Thursday, January 7, 2010

Four-Letter Words

I have been working on this post for two years now, since I first launched Short and Sweet. I knew I would write it one day, but I was never quite sure how. I know once I hit that publish button, there will be no turning back.


But I realized something today while reading a post by Wagatwe at Change Happens: my hesitation wasn't because I was afraid of retaliation or because I was worried this post might change how people--future friends or employers--think of me. I was hesitant because I didn't want to make my readers uncomfortable.

And that's exactly why I should publish this post.

Three years ago I was raped.

I am not the same person I was three years ago, and I will never be that person again. After the rape, my life changed, my goals changed, and the person I wanted to be changed.

I don't hide this information from others. In fact, if you Google my name, you will find a letter to the editor describing the help I found at Boston University and a video interview I participated in with my fellow student and friend Felicity Tan. If you dig deeper, you'll find even more.

But I am not as open about the rape as I would like to be, either. At times, I do treat it like something I should be ashamed of.

About a year ago, I quietly confided in a friend and coworker that I was worried I might break down on the second anniversary of the assault, and I would not be able to explain it to my coworkers. Jesus, she said, I didn't realize it was that big of a deal. Suddenly, she was worried that this awful thing in my past had turned me into something like a sand castle that might crumble at high tide, and she was uncomfortable. What was she supposed to do?

I shouldn't have been surprised at her response--there was a major project due--but I was hurt: I made it this far to survive, I can certainly make sure our client receives their first-class audit on time, tears or no tears.

People make assumptions about rape survivors. They are fragile. Something is wrong with their heads. Maybe they're liars. They must hate men, or women. They'll be set off at the tiniest little thing. You'll need to pick up the slack. They want you to fix them. They are broken.

I am not broken.

Rape is traumatic. Rape changes you, and it changes the people in your life.

Yes, in the months following the assault I went through hell. But I kept going.

I survived.

This is something I should be proud of, something I should be shouting from the rooftops, but I don't. We don't talk about rape among friends, let alone acquaintances and co-workers. It is something private, something we should keep to ourselves because once people know, they know, and they don't know what to do.

People--friends!--treat you differently after they find out you are a rape survivor. In my case, some people were just a little quieter around me, while others would stop mid-conversation if I was around. Some people stopped talking to me completely, afraid I might infect them or that I was somehow less capable. When I admitted my fear of crying at work, my co-worker, someone I knew from college who had seen me at my worst, was worried I would be unable to fulfill my duties at work, and she wasn't sure how to react.

This same friend had seen me tackle 22 hours of classes and an internship on top of officer duties, and she saw me graduate with honors, but when I brought up the anniversary of the rape, she thought I would not be able to handle my responsibilities anymore.

According to RAINN, 1-in-6 women and 1-in-33 men are survivors of sexual assault. Chances are, you know someone who was raped, and chances are, you see them go to work everyday, be it waiting tables or leading companies. Survivors are soldiers and teachers and librarians and CEOs. Surviving rape does not mean you are suddenly no longer qualified to lead these lives.

========

INSTRUCTIONS TO FOLLOW - List the occupations in the blog post's sentence beginning "Survivors are". The lines that come after the blog post have no connection to it.

========

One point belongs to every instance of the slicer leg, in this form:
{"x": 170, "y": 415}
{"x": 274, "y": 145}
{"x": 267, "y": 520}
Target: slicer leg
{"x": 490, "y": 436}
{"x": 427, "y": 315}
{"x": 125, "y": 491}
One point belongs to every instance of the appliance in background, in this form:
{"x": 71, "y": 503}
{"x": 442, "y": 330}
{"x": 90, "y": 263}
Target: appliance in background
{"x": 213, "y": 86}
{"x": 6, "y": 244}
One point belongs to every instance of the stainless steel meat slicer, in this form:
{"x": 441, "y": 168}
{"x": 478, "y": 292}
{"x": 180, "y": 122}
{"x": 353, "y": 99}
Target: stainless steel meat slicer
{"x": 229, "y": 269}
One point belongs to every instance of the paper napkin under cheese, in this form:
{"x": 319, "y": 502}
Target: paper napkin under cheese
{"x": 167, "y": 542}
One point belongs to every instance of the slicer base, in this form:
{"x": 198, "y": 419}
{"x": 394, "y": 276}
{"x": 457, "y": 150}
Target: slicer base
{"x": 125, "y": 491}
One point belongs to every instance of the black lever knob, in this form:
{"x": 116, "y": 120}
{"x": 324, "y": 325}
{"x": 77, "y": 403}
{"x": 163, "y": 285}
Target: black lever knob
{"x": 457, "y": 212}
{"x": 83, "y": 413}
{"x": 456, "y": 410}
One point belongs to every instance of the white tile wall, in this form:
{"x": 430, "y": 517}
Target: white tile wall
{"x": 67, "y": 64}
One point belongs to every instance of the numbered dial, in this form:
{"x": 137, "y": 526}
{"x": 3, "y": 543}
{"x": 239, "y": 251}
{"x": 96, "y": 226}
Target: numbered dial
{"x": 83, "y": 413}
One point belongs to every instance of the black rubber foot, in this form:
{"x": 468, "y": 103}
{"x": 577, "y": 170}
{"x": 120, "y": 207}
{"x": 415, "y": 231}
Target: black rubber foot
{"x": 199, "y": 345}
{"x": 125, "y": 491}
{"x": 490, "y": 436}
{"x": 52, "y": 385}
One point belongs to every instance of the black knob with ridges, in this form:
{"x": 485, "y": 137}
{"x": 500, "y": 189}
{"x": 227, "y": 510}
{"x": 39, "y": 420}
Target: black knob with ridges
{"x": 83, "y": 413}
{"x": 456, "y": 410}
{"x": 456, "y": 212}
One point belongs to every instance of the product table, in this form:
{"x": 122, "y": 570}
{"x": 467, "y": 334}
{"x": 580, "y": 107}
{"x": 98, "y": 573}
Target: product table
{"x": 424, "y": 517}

========

RESULT FOR THIS EXERCISE - soldiers, teachers, librarians, CEOs